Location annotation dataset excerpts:
>>>

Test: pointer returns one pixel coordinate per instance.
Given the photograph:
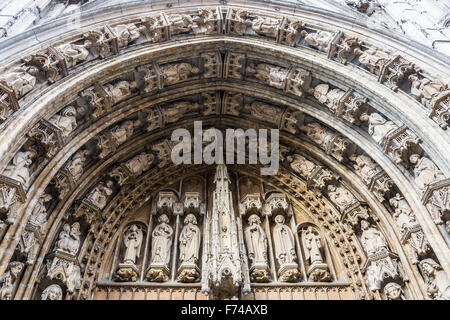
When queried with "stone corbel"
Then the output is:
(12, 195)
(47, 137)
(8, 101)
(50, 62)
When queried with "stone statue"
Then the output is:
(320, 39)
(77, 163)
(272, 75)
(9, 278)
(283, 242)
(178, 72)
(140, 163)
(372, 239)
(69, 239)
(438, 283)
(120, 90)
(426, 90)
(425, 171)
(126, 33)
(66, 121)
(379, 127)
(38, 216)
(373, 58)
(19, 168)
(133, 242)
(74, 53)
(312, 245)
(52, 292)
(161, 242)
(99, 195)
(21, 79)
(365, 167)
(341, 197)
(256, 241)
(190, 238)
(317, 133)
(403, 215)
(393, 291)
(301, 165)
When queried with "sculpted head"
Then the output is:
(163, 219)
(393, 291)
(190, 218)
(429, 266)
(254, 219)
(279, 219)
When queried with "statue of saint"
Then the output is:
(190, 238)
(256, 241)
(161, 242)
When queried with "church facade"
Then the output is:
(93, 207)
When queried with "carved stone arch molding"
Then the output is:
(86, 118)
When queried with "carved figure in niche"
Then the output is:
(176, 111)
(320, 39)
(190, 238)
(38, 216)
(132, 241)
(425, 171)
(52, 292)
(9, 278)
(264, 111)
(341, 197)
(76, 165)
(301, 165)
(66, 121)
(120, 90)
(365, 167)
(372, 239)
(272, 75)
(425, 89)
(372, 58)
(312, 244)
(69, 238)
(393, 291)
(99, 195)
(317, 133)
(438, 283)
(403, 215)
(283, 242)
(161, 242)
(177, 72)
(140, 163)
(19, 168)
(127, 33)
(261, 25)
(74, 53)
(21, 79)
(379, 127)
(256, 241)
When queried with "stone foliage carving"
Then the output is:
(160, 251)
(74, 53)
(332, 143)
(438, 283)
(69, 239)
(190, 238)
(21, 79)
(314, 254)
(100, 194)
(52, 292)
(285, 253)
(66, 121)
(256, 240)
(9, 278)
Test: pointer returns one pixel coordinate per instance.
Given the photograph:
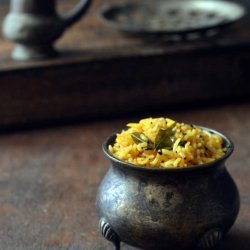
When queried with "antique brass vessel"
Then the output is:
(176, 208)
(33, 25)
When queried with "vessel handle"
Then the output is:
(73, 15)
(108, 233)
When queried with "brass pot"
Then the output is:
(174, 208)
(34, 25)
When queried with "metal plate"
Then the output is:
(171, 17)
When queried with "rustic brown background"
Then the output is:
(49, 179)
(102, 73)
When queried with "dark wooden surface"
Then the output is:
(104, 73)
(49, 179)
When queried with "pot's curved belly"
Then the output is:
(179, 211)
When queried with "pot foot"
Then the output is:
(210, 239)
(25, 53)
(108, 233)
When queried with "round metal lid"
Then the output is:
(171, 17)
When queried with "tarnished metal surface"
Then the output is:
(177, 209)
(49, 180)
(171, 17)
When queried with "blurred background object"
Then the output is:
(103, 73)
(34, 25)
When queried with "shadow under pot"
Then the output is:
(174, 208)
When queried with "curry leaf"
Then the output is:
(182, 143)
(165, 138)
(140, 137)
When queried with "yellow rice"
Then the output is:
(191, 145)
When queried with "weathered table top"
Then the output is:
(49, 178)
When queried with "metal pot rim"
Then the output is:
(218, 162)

<<<
>>>

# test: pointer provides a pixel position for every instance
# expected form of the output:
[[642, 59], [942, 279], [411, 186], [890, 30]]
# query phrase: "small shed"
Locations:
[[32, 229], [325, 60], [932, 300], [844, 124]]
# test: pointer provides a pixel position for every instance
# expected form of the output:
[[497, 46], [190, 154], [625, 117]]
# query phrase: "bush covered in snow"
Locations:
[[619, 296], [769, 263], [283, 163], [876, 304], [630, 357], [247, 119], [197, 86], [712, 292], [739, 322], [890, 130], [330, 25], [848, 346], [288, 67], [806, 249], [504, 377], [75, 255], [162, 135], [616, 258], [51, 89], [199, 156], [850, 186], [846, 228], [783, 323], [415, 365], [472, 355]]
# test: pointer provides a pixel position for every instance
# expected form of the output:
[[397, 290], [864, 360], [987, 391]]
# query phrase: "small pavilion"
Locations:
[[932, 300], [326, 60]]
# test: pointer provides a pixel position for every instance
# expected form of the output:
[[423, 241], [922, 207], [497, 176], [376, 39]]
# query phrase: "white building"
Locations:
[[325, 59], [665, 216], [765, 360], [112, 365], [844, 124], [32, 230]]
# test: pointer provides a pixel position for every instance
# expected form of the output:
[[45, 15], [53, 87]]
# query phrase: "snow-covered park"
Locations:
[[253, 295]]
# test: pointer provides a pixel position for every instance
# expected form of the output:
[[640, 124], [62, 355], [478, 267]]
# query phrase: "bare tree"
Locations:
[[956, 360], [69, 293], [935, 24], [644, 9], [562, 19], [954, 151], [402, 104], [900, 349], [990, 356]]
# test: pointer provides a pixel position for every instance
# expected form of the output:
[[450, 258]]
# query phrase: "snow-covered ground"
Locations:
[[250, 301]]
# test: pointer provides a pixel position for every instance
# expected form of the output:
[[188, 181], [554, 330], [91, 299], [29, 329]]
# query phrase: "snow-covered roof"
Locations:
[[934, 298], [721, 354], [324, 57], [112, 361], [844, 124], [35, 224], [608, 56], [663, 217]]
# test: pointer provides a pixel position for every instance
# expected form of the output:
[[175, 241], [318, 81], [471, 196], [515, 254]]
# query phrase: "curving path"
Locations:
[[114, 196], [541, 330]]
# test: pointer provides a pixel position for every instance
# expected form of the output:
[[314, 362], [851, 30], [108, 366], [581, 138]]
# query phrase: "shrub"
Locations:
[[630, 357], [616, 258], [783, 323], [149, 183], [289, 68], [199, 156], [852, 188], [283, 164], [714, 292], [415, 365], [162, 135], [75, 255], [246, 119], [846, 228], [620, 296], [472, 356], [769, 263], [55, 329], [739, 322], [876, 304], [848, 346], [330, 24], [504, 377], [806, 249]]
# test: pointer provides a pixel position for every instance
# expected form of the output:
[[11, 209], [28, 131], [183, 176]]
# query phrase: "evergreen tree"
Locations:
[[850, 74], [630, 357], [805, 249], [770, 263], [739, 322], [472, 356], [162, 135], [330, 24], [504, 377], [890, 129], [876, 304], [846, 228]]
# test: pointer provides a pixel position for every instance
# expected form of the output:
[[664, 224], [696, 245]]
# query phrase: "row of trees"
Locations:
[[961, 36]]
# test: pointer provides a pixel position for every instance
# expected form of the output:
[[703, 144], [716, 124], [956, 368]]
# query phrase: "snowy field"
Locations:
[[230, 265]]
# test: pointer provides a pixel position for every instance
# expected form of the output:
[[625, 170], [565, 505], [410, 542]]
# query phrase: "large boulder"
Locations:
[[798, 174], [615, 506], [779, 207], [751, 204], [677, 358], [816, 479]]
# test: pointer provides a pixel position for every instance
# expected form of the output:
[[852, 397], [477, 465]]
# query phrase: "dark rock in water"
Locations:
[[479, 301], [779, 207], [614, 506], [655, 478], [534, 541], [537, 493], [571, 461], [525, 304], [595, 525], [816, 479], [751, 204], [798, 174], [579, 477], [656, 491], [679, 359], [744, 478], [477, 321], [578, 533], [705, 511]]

<<<

Work instructions →
Pick out every line above that contains the string "brass", treating uppercase and lowercase as different, and copy each one.

Solution for this problem →
When queried with "antique brass vessel"
When queried with "brass pot"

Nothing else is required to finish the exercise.